DOCUMENT SECTION:
_____

For Proposal 1, the election of nine directors, each nominee shall be elected as a director if the votes cast for such nominee’s election exceed the votes cast against such nominee’s election. Any director who fails to receive the required number of votes for his or her re-election is required to submit his resignation to the Board of Directors. Our Nominating and Corporate Governance Committee (excluding any director nominee who failed to receive the required number of votes) will promptly consider any such director’s resignation and make a recommendation to the Board of Directors as to whether such resignation should be accepted. The Board of Directors is required to act on the Nominating and Corporate Governance Committee’s recommendation within 90 days of the certification of the shareholder vote for the 2017 Annual Meeting.

For each of Proposal 2 (approval of our Amended and Restated 2014 Equity Incentive Plan), Proposal 3 (the ratification of the appointment of Ernst & Young LLP as our independent registered public accounting firm for 2017), Proposal 4 (the advisory vote to approve the compensation of our named executive officers) and Proposal 5 (the advisory vote on the frequency of holding future votes on the compensation of our named executive officers), an affirmative vote of a majority of the shares present, in person or represented by proxy, and voting on such matter is required for approval.

Broadridge Financial Solutions tabulates the votes. The vote on each matter submitted to shareholders is tabulated separately.

Broker non-votes are shares held by a nominee (such as a bank or brokerage firm) which, although counted for purposes of determining a quorum, are not voted on a particular matter because voting instructions have not been received from the nominees’ clients (who are the beneficial owners of such shares). Under national securities exchange rules, nominees who hold shares of common stock in street name for, and have transmitted our proxy solicitation materials to, their customers but do not receive voting instructions from such customers, are not permitted to vote such customers’ shares on non-routine matters. Proposal 3 is considered a routine matter and nominees therefore have discretionary voting power as to Proposal 3. For non-routine matters, these broker non-votes shall not be counted as votes cast and therefore will have no effect on Proposals 1, 2, 4, and 5. Similarly, abstentions are not counted as votes cast and thus will have no effect on any proposal.

_____

GOALS:
1 > Condense the paragraph of the voting excerpt that begins "For Proposal 1, the election of nine directors" into a bulleted list that retains its main facts.
2 > Print everything in the voting excerpt from "For each of" down to "is tabulated separately.".

[Items from a dataset]
_____

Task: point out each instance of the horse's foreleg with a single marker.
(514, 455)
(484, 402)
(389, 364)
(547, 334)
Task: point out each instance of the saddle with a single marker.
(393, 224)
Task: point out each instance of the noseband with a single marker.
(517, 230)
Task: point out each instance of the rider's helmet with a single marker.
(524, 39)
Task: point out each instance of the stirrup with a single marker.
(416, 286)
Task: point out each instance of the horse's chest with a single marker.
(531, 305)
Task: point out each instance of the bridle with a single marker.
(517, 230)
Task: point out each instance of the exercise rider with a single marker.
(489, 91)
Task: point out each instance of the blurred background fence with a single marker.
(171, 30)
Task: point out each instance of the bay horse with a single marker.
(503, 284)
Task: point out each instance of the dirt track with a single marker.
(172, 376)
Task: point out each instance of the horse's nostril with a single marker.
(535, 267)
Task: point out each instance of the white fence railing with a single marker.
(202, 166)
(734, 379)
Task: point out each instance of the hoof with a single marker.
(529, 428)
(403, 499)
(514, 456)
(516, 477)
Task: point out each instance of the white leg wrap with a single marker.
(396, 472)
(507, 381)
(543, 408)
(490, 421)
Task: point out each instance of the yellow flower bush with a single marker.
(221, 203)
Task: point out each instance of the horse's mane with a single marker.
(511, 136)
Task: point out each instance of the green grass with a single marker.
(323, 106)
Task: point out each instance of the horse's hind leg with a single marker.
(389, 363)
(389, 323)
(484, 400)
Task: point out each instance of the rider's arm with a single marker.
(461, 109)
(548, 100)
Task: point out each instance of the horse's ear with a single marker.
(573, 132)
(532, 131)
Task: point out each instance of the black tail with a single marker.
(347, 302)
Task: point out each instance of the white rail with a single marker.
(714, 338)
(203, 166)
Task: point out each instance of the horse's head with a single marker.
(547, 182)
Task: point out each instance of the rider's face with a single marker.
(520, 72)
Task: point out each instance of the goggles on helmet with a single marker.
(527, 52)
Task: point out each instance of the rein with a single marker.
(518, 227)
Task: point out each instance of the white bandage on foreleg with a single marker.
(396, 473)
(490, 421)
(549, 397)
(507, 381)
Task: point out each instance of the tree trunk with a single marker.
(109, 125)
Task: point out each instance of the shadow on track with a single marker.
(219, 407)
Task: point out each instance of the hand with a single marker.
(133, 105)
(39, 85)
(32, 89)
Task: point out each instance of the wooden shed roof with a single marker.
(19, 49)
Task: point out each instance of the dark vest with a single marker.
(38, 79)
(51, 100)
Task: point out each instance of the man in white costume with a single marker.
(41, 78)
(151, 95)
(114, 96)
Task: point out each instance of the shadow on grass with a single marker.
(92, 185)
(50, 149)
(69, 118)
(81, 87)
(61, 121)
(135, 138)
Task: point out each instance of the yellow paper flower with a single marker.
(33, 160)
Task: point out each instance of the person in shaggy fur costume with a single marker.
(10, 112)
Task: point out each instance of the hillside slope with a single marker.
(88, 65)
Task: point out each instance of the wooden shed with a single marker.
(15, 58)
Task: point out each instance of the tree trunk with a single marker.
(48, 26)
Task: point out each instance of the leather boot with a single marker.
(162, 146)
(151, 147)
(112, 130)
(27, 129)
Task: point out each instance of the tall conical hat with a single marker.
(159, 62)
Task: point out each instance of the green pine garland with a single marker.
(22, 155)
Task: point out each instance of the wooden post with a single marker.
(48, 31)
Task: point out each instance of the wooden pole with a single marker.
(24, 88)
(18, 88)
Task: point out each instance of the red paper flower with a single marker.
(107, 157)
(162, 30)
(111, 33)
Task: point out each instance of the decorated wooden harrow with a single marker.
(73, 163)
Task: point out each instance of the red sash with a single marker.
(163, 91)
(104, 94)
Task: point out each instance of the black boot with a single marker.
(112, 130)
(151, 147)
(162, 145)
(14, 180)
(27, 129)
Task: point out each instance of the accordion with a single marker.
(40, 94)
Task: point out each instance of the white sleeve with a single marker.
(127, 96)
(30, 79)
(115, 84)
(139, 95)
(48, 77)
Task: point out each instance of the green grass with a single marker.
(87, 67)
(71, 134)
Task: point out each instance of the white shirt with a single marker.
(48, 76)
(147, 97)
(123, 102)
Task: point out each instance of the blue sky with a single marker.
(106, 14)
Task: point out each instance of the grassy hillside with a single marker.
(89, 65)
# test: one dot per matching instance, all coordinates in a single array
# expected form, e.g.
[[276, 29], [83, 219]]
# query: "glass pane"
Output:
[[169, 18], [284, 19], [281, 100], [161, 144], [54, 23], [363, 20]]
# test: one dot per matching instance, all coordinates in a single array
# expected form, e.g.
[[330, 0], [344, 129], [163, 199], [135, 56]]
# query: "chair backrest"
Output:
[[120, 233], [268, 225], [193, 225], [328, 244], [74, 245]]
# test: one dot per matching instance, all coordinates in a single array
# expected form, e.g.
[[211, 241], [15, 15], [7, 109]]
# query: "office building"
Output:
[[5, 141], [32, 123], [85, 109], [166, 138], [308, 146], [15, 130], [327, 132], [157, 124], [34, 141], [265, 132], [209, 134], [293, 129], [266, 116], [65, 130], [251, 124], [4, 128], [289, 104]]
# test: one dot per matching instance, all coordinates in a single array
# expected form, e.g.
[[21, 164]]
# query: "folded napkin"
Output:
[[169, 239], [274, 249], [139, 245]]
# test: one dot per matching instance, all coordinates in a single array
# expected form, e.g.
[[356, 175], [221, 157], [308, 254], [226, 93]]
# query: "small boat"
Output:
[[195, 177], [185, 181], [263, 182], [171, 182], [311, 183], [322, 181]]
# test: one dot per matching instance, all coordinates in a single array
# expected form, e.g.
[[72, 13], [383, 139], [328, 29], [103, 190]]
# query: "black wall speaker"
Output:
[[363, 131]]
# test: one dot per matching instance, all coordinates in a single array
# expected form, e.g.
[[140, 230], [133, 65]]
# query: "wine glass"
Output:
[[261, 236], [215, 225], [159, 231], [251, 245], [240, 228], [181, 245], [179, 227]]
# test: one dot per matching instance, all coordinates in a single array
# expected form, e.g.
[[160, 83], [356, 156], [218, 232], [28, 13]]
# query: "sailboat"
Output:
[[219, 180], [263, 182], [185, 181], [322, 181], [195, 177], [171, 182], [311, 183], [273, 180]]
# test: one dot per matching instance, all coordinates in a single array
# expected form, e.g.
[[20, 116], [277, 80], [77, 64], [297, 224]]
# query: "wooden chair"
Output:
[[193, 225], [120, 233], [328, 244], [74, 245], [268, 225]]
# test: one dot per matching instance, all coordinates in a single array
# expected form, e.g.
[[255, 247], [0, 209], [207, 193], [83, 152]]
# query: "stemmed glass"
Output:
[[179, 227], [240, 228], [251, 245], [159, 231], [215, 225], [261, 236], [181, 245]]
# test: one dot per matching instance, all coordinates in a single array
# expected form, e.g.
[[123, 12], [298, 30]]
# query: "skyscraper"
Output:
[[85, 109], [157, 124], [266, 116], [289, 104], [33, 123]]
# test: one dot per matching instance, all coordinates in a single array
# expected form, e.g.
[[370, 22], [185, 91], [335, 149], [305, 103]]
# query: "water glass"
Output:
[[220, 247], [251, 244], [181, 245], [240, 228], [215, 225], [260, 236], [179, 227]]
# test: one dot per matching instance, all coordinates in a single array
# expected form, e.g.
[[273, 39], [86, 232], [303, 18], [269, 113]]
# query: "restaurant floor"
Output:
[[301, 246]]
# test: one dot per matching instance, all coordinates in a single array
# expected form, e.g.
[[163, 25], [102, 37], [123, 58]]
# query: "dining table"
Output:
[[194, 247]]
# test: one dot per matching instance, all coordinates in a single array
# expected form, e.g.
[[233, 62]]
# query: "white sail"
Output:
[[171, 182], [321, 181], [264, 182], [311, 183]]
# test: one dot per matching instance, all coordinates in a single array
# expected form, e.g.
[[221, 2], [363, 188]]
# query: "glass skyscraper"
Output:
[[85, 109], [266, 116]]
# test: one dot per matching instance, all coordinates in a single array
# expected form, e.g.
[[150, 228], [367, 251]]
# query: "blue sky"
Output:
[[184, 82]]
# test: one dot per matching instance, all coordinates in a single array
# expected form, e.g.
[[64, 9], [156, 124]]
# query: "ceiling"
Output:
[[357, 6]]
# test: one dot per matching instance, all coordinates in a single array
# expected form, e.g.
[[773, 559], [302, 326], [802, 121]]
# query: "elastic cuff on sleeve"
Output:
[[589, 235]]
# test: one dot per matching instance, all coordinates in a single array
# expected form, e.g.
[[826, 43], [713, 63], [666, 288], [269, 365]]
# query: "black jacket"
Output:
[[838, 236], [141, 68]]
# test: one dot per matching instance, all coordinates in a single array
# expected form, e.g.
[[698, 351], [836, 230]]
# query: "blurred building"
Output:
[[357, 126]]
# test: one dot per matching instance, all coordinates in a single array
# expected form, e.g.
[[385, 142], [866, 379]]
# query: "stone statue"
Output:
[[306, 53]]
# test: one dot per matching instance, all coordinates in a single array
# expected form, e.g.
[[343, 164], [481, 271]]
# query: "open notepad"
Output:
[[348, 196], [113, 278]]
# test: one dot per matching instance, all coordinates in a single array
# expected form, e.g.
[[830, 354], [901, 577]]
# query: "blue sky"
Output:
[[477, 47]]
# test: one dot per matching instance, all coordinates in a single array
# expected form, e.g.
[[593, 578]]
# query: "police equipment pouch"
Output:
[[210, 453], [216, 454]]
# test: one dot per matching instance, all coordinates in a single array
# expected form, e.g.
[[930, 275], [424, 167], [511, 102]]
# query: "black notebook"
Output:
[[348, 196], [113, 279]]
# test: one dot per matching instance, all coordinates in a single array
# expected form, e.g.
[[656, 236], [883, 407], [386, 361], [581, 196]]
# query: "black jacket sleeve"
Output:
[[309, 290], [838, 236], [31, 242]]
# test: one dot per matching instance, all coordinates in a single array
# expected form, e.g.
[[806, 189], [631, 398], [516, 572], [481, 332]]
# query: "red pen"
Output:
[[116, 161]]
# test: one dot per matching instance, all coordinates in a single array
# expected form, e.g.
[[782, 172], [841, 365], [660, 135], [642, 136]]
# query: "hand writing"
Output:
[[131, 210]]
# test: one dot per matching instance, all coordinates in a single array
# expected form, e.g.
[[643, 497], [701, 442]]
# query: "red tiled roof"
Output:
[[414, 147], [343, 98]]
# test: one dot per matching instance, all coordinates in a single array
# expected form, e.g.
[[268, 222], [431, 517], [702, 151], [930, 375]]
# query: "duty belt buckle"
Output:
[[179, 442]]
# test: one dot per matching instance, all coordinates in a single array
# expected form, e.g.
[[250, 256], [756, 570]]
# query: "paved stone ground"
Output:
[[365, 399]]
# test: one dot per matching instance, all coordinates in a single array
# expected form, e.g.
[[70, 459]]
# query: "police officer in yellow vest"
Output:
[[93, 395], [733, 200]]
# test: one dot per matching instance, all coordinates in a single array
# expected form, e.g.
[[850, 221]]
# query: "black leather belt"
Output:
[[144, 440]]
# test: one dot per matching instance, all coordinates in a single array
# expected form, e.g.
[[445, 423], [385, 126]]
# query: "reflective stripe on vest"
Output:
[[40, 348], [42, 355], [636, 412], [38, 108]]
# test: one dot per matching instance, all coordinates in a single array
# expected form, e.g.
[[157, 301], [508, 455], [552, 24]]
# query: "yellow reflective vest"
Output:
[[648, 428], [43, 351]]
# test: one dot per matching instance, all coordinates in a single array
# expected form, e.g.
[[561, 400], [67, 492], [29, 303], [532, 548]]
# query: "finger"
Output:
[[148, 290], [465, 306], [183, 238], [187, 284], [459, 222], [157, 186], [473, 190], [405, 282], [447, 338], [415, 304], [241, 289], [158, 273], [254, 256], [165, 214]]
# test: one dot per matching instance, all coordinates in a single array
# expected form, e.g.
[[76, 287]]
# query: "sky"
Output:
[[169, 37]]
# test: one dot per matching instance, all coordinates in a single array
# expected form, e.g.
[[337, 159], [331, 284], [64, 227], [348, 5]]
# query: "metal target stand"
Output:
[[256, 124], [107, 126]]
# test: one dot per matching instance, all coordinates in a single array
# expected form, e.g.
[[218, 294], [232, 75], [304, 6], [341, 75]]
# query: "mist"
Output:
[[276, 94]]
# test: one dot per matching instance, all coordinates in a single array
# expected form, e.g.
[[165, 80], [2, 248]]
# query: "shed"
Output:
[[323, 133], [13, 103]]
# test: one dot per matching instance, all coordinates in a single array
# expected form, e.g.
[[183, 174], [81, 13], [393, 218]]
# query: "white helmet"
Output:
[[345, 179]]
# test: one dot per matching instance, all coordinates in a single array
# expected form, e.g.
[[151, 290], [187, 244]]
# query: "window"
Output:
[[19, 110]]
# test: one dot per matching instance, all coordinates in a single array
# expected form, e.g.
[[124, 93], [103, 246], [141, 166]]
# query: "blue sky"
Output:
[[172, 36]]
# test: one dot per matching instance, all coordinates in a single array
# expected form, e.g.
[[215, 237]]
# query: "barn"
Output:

_____

THE RESPONSES:
1 >
- Each of the nine director nominees is elected if the votes cast for that nominee's election exceed the votes cast against it.
- A director who fails to receive the required number of votes for re-election must submit a resignation to the Board of Directors.
- The Nominating and Corporate Governance Committee, excluding any nominee who failed to receive the required votes, promptly considers the resignation and recommends to the Board whether to accept it.
- The Board must act on that recommendation within 90 days of the certification of the shareholder vote for the 2017 Annual Meeting.

2 >
For each of Proposal 2 (approval of our Amended and Restated 2014 Equity Incentive Plan), Proposal 3 (the ratification of the appointment of Ernst & Young LLP as our independent registered public accounting firm for 2017), Proposal 4 (the advisory vote to approve the compensation of our named executive officers) and Proposal 5 (the advisory vote on the frequency of holding future votes on the compensation of our named executive officers), an affirmative vote of a majority of the shares present, in person or represented by proxy, and voting on such matter is required for approval.

Broadridge Financial Solutions tabulates the votes. The vote on each matter submitted to shareholders is tabulated separately.